Would you extract the whole listing below and retype it exactly?

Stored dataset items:
>> BEGIN

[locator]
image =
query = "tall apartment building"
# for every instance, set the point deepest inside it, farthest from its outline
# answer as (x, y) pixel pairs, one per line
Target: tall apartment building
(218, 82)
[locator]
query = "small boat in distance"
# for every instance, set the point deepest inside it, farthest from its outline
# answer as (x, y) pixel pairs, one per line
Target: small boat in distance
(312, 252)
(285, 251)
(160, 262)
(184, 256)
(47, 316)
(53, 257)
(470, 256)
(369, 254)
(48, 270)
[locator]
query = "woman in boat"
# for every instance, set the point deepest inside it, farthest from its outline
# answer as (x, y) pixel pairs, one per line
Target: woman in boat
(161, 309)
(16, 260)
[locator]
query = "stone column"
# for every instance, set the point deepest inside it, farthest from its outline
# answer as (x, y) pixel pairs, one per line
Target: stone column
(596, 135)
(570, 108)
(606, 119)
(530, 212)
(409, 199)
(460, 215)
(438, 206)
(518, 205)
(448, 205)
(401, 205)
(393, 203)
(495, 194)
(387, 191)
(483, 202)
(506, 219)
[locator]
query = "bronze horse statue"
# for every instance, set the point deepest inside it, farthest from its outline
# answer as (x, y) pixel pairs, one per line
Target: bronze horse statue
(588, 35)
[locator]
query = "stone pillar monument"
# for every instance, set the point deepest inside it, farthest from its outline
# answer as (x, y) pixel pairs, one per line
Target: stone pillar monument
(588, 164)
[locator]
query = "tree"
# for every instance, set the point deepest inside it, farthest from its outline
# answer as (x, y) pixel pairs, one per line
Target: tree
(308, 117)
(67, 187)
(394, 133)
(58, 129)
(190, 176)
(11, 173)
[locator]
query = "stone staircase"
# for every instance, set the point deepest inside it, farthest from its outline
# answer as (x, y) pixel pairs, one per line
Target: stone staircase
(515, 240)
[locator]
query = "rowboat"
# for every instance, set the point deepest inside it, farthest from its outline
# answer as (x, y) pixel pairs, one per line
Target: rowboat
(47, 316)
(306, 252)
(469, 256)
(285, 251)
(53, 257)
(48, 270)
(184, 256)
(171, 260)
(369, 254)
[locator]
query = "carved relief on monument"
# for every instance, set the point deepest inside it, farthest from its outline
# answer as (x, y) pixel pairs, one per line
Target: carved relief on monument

>> END

■ Reply to the task
[locator]
image =
query = "tall apartment building"
# for every instance, set the point deepest inside it, farthest from its outline
# answer as (x, y) pixel pairs, one per line
Target: tall apartment building
(218, 82)
[locator]
query = "small boat in distance"
# for every instance, set the point deepest inside it, farthest from its outline
# answer as (x, y) pixel pairs, one per line
Target: small boat in distance
(312, 252)
(285, 251)
(160, 262)
(184, 256)
(47, 316)
(53, 257)
(470, 256)
(369, 254)
(48, 270)
[locator]
query = "woman in boat"
# for every instance, set the point deepest inside it, farthest from its outline
# answer as (x, y) pixel pairs, one per line
Target: woman in boat
(161, 309)
(16, 260)
[locator]
query = "stone column"
# for every instance, set the point deepest inside it, farthest from its outline
# answer as (x, y) pixel pairs, one per line
Target: stone column
(596, 135)
(570, 108)
(606, 119)
(530, 212)
(409, 199)
(460, 215)
(438, 206)
(518, 205)
(448, 205)
(401, 205)
(393, 203)
(495, 194)
(387, 191)
(483, 202)
(506, 219)
[locator]
query = "bronze horse statue"
# for every instance, set the point deepest inside it, farthest from its outline
# answer as (x, y) pixel pairs, one per line
Target: bronze horse statue
(588, 35)
[locator]
query = "stone pillar monument"
# for every instance, set the point deepest inside it, farthest from its outline
# answer as (x, y) pixel pairs, one per line
Target: stone pillar monument
(588, 164)
[locator]
query = "tree"
# for every instance, set the point deepest inside it, farthest from its outline
# answer as (x, y) pixel pairs, one per line
Target: tree
(308, 117)
(67, 187)
(394, 133)
(58, 129)
(190, 176)
(11, 173)
[locator]
query = "stone staircase"
# for every instance, set the point deepest inside it, farthest from its outline
# answer as (x, y) pixel pairs, one per line
Target: stone staircase
(515, 240)
[locator]
query = "rowboat"
# for every instance, set the point deepest inside it, farthest from its outline
# answer as (x, y) pixel pairs, one per line
Target: rowboat
(47, 316)
(306, 252)
(469, 256)
(285, 251)
(53, 257)
(48, 270)
(184, 256)
(171, 260)
(369, 254)
[locator]
query = "carved relief on monument"
# for every instance, set the point deepest inside it, farthest from its outline
# answer as (x, y) pixel pairs, one per line
Target: carved relief on monument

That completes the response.